**TASK TO COMPLETE:** Which lines in the entries below contain the word "Reply"? Copy each of those lines, treating uppercase and lowercase as different.

**EXTRACTED ENTRIES:**
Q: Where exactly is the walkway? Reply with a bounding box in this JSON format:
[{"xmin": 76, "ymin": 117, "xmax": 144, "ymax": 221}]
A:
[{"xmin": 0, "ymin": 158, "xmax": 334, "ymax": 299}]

==

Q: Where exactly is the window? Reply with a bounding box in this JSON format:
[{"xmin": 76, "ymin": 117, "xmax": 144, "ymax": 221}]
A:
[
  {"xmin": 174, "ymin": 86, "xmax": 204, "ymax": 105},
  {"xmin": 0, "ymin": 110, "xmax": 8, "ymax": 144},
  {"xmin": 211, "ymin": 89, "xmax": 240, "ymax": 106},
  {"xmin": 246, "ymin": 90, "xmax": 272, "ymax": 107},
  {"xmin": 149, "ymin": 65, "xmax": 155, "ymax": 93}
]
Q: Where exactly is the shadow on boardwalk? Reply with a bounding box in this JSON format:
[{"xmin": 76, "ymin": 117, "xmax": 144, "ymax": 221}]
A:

**EXERCISE OUTPUT:**
Q: Where exactly is the walkway? Reply with a bounding box in this JSON format:
Q: Where exactly is the window? Reply with a bounding box in this JSON format:
Q: Where exactly is the shadow on boardwalk? Reply with a bounding box in this JSON format:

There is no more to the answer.